Direction:
Count the lines in the records below that contain the string "grass", matching case exactly, and reply with only the number.

[Object pointing dataset rows]
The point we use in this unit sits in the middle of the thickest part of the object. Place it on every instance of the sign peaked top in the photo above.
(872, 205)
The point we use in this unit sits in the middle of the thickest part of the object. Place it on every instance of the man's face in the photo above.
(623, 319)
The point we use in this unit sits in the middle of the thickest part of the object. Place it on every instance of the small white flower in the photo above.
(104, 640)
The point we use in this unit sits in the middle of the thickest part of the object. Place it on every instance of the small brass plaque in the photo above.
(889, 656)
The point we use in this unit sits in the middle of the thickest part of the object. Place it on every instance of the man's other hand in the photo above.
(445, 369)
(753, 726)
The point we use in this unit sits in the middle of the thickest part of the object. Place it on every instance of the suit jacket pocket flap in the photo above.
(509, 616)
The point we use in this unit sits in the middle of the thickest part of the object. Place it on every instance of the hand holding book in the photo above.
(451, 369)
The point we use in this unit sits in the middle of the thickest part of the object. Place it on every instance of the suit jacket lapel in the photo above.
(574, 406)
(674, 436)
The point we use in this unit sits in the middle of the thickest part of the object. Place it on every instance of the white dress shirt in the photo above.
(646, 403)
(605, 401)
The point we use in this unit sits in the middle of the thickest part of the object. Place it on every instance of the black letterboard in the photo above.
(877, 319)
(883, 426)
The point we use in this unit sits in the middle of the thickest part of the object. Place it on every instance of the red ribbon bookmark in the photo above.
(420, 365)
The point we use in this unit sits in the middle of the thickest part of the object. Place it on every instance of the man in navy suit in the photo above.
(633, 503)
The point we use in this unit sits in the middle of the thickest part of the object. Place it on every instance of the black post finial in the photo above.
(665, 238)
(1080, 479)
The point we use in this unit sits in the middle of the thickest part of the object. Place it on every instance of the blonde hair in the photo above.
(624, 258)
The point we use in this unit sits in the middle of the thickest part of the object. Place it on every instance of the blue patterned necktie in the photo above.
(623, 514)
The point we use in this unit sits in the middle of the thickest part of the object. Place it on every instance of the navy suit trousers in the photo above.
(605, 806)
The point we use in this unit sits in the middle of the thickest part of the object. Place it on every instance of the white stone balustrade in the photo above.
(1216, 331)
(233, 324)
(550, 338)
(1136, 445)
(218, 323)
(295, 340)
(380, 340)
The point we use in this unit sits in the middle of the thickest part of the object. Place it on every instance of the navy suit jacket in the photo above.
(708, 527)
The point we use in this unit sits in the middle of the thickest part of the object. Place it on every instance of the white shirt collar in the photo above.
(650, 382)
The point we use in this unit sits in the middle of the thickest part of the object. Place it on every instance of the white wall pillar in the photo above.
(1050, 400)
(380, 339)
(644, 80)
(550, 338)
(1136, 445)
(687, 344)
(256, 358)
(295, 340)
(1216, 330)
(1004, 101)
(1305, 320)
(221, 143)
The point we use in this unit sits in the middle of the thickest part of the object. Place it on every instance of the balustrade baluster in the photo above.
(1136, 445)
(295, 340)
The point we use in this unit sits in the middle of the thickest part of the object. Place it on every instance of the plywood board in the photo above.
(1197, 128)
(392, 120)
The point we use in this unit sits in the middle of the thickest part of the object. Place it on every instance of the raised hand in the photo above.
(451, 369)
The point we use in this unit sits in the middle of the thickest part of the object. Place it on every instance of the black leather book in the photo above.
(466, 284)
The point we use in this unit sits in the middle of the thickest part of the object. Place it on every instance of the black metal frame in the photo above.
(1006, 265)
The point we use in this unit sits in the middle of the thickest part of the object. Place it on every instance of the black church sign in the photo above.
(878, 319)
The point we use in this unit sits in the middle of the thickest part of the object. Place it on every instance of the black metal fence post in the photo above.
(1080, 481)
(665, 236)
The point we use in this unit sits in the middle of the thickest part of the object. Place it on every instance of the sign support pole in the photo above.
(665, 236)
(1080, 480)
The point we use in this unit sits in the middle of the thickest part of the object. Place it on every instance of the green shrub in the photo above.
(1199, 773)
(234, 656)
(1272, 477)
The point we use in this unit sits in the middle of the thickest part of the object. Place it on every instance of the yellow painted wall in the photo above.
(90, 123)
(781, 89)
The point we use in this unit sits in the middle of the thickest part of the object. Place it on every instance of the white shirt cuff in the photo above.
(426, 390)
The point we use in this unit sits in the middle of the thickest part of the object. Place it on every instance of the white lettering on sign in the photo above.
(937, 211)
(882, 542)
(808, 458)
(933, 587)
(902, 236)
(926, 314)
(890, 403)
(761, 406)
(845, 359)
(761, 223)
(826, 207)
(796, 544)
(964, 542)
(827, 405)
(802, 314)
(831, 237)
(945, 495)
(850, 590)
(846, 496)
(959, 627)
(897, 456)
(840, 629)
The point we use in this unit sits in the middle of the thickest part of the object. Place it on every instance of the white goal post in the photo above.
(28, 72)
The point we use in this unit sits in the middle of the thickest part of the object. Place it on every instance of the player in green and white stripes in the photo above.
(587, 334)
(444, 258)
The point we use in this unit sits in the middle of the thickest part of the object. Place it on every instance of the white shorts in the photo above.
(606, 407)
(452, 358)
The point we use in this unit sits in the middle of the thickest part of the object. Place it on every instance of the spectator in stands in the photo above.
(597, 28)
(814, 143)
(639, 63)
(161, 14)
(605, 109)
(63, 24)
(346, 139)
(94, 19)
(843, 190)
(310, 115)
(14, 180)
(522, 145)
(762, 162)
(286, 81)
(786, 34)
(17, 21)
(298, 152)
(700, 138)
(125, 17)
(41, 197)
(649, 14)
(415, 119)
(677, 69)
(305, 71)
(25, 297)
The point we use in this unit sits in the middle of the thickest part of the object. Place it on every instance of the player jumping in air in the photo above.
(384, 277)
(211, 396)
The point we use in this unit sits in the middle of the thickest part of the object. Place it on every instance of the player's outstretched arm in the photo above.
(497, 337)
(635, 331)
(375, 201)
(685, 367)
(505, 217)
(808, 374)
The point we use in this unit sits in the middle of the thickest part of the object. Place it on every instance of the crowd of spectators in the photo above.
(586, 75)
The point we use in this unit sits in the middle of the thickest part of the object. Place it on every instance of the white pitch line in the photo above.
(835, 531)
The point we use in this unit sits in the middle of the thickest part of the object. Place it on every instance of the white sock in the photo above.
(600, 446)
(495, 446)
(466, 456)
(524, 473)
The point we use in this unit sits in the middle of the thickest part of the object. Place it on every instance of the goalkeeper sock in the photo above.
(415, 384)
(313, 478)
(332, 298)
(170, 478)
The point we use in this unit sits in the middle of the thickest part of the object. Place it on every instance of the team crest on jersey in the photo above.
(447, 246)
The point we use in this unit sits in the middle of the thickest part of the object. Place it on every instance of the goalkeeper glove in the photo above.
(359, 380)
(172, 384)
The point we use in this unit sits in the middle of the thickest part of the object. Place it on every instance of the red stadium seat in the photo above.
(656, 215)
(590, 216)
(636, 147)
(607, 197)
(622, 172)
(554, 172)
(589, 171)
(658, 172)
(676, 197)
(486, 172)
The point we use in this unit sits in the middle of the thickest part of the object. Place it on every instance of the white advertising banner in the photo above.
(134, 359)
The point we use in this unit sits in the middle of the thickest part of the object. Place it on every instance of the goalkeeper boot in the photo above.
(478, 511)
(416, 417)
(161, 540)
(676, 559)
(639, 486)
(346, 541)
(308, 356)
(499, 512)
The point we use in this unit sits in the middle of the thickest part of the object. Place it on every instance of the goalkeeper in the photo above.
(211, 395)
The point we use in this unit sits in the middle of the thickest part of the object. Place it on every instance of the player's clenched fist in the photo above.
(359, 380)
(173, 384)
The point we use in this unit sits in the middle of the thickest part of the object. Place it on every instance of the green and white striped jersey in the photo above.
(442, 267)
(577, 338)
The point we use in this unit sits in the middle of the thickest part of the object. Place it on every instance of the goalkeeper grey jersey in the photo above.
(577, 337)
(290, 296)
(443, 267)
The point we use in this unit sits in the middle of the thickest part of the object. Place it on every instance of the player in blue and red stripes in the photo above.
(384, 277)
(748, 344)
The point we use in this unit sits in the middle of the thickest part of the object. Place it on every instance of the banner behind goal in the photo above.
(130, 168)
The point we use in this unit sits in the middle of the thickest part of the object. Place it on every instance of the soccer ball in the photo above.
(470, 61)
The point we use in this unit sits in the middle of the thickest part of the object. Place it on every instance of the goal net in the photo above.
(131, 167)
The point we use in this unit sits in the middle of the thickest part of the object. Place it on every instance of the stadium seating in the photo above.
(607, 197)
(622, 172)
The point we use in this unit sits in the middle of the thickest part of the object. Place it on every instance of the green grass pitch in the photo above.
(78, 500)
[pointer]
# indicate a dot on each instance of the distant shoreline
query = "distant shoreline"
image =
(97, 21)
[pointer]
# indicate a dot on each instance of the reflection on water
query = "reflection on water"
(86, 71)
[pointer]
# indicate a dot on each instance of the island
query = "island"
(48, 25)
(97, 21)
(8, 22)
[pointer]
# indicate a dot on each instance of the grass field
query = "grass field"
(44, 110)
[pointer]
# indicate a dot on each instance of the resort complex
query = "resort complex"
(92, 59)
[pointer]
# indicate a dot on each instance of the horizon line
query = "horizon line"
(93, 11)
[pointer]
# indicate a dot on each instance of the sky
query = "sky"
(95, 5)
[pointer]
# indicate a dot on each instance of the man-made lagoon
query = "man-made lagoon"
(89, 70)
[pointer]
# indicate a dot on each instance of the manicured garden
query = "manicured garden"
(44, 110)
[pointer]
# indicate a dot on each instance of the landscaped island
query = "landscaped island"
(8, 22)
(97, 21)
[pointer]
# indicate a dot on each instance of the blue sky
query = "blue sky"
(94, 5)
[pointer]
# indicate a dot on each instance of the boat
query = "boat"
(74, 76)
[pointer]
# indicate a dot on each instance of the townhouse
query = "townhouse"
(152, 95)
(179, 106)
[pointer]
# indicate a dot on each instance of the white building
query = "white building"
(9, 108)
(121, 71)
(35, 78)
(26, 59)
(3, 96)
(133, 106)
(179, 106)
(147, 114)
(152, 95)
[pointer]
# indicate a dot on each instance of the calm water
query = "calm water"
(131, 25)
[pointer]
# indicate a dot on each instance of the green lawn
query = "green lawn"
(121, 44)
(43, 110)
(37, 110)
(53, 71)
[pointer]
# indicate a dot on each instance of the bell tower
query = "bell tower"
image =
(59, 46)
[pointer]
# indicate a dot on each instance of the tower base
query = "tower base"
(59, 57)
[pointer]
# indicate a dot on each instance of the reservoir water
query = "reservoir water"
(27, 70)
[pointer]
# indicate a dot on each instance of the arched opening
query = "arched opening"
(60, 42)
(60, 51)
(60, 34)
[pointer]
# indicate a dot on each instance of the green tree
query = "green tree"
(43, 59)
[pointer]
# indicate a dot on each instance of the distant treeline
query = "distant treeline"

Output of the exercise:
3